--- Start DATA TO PROCESS ---

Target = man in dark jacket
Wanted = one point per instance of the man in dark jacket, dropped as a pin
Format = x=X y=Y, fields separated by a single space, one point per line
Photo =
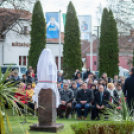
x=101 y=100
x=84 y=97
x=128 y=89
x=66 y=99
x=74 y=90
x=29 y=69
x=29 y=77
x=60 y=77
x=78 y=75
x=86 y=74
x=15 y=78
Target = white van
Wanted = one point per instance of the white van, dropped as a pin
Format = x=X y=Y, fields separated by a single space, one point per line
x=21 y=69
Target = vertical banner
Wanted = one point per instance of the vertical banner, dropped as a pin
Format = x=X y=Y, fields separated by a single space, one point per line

--- End DATA TO PROCESS ---
--- Start DATA TO PROCESS ---

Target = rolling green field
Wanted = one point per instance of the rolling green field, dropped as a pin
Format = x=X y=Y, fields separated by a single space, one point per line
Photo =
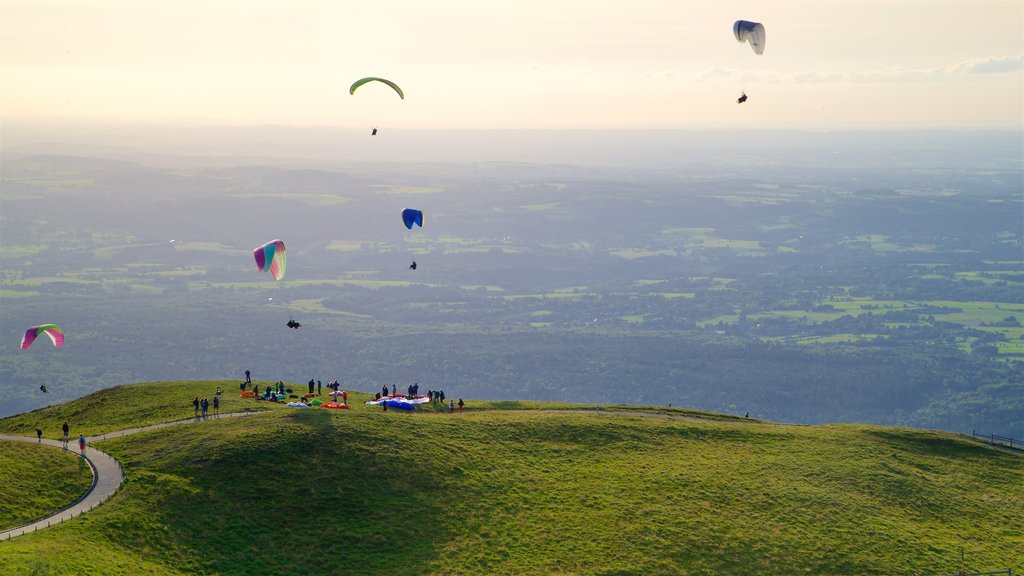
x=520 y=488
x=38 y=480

--- End DATA TO PROCESS ---
--- Start DATA TO PROCESS ---

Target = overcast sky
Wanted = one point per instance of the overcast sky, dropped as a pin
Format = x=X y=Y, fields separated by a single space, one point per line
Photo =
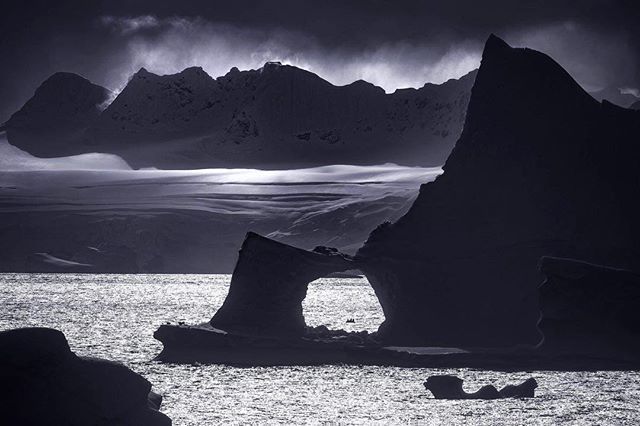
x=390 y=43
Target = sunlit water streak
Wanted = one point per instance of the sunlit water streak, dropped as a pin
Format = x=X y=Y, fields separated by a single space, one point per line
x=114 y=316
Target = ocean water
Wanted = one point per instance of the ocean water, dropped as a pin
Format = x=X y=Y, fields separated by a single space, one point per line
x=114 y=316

--- End DATA TO PROCESS ---

**STATED GOAL**
Count the lines in the entries above that contain the word "white" and reply with that number alone.

**REPLY**
2